--- start PROVIDED DATA ---
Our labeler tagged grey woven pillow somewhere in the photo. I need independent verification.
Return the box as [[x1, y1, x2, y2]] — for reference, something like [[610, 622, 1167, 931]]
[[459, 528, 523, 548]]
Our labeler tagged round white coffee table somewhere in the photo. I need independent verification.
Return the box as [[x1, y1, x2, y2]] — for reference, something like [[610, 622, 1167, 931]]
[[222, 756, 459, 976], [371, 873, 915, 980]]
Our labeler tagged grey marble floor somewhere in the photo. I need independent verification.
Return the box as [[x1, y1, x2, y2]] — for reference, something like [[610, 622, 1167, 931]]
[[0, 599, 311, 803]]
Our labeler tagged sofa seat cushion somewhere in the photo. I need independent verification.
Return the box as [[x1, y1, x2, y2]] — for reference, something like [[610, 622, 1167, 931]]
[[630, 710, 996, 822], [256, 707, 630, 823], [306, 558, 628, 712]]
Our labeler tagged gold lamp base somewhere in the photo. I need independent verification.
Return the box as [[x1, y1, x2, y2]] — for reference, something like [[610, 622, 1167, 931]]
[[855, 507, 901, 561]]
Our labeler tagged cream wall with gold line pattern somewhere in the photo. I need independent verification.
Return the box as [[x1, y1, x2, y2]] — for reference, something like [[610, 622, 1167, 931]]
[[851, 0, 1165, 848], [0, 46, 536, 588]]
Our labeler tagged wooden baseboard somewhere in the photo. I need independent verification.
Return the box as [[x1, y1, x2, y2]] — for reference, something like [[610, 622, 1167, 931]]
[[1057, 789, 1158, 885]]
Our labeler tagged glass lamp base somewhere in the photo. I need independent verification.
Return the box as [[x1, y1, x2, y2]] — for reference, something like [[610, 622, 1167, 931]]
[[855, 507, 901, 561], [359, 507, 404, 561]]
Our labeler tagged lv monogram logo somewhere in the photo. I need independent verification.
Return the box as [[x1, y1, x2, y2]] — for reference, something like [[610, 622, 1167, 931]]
--- end PROVIDED DATA ---
Locate each line in the listing that contains the word "verification", and copy those lines out in full.

### EXERCISE RESPONSE
Our labeler tagged grey woven pillow somewhere in the photo. I need independent verification.
Our labeler tagged round white coffee table somewhere in the photo. I need independent verification.
Our labeler tagged grey marble floor somewhere in the photo. I need independent verification.
Our labeler tagged sofa seat cushion somewhere in the photo. I need independent verification.
Our labeler tagged gold lamp base somewhere in the photo. I need independent verification.
Our labeler tagged cream wall with gold line pattern somewhere in the photo. I need independent verification.
Our labeler tagged wooden baseboard somewhere in the photo. I need independent verification.
Our labeler tagged glass lamp base somewhere in the photo. I need independent verification.
Our labeler tagged lv monogram logo somewhere in the photo. I need independent verification.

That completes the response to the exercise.